§ Required work: Please give the listing again, word for word, with nothing left out.

BEGIN Data in this exercise

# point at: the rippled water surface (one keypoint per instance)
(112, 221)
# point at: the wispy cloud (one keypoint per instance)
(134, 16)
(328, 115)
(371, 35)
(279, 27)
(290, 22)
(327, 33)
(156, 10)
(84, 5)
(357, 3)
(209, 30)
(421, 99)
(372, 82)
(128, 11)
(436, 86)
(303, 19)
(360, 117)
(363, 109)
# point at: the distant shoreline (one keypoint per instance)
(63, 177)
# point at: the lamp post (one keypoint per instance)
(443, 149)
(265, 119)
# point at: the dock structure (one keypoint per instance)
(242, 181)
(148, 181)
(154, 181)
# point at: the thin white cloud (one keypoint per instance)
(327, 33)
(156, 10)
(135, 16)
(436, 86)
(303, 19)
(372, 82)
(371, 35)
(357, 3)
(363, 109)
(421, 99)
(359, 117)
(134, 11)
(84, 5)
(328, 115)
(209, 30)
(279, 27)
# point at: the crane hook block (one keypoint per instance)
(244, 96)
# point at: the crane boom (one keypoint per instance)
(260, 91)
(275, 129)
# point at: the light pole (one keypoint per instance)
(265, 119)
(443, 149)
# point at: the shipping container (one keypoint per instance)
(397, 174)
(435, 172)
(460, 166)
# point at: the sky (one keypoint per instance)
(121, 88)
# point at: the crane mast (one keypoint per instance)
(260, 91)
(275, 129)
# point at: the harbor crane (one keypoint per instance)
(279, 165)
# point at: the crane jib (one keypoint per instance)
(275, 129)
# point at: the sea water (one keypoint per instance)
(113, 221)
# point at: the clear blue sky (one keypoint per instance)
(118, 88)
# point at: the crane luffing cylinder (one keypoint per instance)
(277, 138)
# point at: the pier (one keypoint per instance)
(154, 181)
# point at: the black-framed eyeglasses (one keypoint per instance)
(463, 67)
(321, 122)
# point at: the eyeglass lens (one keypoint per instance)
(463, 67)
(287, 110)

END Data in this exercise

§ The completed task:
# point at: the rippled water surface (one keypoint per instance)
(112, 221)
# point at: the wispy cloud (one keypoint per instance)
(134, 16)
(328, 115)
(371, 35)
(279, 27)
(290, 22)
(327, 33)
(156, 10)
(84, 5)
(357, 3)
(209, 30)
(421, 99)
(372, 82)
(128, 11)
(436, 86)
(303, 19)
(360, 117)
(363, 109)
# point at: the distant shoreline (one keypoint per instance)
(63, 177)
# point at: the lamp post (one keypoint per instance)
(443, 149)
(265, 119)
# point at: the dock structure (one keypoint per instance)
(242, 181)
(148, 181)
(154, 181)
# point at: the thin white cloud (one keypoint per instance)
(327, 33)
(156, 10)
(135, 16)
(436, 86)
(303, 19)
(372, 82)
(371, 35)
(357, 3)
(363, 109)
(421, 99)
(359, 117)
(134, 11)
(84, 5)
(328, 115)
(209, 30)
(279, 27)
# point at: the crane hook block (one keypoint per instance)
(244, 96)
# point at: the crane boom (one keypoint per instance)
(260, 91)
(275, 129)
# point at: the light pole (one keypoint per instance)
(265, 119)
(443, 149)
# point at: the shipping container (one keypoint per instance)
(397, 174)
(435, 172)
(460, 166)
# point at: the sky (one keypoint per instance)
(121, 88)
# point at: the crane mast (one keypoint per instance)
(260, 91)
(275, 129)
# point at: the harbor crane (one keypoint per instance)
(279, 165)
# point at: the crane jib (one keypoint per instance)
(275, 129)
# point at: the sea water (one keypoint per instance)
(113, 221)
# point at: the clear blue sky (one keypoint per instance)
(118, 88)
# point at: the crane luffing cylinder (one keypoint per instance)
(277, 138)
# point at: the pier (one keypoint per instance)
(154, 181)
# point at: the black-framed eyeglasses (one keypoint per instance)
(463, 67)
(321, 122)
# point at: the eyeglass lens (one keypoint per instance)
(463, 67)
(287, 110)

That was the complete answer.